BEGIN

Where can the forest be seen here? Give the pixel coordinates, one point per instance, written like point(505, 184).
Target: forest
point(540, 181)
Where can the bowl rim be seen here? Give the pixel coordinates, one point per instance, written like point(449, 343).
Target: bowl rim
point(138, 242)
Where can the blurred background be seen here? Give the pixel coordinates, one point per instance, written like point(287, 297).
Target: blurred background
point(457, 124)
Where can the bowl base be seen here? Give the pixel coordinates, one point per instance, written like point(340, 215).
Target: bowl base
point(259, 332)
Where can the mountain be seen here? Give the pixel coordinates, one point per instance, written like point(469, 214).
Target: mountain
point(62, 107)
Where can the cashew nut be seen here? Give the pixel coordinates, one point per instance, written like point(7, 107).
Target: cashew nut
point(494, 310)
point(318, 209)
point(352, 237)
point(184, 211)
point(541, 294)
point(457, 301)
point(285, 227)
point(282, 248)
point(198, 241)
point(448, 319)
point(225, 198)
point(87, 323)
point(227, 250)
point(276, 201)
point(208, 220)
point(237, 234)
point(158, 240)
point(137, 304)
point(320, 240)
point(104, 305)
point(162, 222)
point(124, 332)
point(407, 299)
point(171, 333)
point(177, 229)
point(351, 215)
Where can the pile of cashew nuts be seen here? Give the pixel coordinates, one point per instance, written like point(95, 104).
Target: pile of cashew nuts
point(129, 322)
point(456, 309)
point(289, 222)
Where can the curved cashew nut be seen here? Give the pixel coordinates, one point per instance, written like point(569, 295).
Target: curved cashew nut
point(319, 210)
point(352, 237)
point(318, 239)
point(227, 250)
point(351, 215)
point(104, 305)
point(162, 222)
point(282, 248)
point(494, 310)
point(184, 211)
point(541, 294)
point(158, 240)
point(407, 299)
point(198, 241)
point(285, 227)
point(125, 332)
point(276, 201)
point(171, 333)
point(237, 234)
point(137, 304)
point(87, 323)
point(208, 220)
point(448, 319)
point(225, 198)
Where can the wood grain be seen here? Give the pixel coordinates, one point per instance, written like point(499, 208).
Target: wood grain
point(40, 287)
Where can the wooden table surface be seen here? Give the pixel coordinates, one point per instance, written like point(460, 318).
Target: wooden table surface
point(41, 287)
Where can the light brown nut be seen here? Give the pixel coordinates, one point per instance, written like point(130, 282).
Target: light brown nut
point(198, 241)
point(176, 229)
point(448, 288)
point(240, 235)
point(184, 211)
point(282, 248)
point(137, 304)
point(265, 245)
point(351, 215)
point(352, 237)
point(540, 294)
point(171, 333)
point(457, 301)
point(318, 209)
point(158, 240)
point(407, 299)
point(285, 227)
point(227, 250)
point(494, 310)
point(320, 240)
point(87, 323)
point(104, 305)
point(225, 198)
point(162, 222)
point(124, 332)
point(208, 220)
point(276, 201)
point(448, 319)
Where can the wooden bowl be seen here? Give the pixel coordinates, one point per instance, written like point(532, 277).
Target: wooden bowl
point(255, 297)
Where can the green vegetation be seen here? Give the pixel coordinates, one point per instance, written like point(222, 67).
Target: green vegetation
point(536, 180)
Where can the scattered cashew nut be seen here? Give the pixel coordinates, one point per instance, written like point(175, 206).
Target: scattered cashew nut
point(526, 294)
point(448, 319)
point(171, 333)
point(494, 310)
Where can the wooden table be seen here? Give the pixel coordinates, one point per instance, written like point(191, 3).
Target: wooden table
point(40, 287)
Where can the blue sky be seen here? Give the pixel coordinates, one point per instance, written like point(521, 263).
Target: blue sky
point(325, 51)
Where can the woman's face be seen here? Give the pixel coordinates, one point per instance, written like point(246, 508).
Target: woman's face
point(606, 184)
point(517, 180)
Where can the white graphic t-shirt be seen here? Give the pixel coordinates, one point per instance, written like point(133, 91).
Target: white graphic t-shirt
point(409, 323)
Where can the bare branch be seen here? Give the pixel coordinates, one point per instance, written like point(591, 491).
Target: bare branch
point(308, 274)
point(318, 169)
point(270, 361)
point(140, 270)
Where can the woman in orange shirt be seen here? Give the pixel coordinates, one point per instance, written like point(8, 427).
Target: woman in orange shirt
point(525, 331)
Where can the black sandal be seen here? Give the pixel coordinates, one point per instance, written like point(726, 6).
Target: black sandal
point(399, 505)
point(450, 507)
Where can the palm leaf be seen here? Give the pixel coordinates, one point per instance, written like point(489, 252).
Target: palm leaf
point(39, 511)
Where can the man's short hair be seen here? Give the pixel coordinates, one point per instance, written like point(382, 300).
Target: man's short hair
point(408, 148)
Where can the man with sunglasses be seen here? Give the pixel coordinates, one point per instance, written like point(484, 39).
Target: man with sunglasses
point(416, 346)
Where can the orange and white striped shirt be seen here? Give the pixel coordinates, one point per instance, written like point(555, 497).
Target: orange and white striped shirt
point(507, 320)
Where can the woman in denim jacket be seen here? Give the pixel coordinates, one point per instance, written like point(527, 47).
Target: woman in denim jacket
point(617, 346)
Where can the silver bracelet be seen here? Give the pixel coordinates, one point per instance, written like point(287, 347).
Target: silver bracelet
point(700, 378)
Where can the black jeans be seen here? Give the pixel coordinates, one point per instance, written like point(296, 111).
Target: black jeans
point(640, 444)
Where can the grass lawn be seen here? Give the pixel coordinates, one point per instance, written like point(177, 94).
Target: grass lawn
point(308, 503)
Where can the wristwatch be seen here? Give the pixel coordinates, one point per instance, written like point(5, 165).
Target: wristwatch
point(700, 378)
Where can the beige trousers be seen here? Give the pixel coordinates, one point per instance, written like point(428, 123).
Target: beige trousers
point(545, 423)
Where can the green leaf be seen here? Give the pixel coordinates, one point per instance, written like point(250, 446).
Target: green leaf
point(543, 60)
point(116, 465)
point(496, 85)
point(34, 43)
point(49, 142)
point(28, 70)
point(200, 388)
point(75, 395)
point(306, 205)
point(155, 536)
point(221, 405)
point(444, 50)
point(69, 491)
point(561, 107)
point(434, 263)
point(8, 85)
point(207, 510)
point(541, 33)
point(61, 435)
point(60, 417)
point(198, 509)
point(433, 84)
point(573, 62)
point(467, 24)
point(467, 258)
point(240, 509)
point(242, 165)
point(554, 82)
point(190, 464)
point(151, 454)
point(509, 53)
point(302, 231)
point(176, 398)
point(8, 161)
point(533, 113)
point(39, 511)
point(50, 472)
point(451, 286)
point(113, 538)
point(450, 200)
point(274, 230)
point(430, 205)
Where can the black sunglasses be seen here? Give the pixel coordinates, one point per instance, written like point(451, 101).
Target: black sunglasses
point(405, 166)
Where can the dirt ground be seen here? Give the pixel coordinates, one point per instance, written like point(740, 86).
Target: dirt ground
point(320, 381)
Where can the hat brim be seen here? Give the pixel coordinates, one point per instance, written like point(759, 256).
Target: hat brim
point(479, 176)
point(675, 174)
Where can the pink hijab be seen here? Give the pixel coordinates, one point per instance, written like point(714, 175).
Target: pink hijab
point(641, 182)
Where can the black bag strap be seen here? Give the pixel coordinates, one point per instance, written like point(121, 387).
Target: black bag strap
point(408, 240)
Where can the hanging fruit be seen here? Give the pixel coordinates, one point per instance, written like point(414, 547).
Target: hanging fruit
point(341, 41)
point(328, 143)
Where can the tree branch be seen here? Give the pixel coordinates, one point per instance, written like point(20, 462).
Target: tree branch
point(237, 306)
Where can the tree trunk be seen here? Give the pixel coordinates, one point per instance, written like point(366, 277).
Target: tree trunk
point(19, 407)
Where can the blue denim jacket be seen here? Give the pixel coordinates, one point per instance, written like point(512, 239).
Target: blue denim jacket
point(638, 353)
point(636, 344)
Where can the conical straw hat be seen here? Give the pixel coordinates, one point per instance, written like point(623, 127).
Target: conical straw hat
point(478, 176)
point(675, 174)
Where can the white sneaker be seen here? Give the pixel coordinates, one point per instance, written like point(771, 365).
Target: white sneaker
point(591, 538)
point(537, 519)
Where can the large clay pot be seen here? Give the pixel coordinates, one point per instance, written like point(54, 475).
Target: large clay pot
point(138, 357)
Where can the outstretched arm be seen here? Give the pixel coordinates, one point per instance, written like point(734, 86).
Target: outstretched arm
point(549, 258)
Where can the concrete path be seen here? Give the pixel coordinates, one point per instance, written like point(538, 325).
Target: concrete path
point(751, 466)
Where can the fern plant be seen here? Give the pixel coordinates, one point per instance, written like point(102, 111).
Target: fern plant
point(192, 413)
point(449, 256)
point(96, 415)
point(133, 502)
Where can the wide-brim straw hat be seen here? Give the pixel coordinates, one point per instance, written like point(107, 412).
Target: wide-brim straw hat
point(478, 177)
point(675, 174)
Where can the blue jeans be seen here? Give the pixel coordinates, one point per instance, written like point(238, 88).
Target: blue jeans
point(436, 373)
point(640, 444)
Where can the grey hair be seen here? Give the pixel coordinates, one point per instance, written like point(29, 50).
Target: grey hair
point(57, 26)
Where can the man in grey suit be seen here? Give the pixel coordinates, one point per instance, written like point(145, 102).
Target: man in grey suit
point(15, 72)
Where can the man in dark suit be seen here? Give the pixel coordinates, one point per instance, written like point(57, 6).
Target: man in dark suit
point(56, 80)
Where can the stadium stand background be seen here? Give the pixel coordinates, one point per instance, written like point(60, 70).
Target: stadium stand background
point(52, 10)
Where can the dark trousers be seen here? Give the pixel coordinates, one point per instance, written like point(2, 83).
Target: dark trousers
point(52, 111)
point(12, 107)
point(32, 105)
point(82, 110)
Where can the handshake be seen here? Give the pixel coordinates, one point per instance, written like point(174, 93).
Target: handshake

END

* _YOUR INSTRUCTIONS_: The response must consist of the lines above, from the first one through the line containing "Where can the cashew", reproduced exactly.

* _YOUR SOLUTION_:
Where can the forest be seen here? Give the pixel coordinates, one point per instance, written like point(505, 184).
Target: forest
point(540, 181)
Where can the bowl rim be seen here? Give the pixel coordinates, one point per instance, written like point(449, 343).
Target: bowl rim
point(138, 242)
Where can the blurred background be seen here? Give the pixel coordinates, one point per instance, written like point(287, 297).
Target: blurred background
point(457, 124)
Where can the bowl base be seen here? Give the pixel coordinates, one point per instance, written like point(340, 215).
Target: bowl base
point(259, 332)
Where can the mountain be seen here? Give the pixel coordinates, one point per instance, written like point(469, 214).
Target: mountain
point(62, 107)
Where can the cashew nut be seen here? Give the pixel coordinates, one point per instance, written like point(7, 107).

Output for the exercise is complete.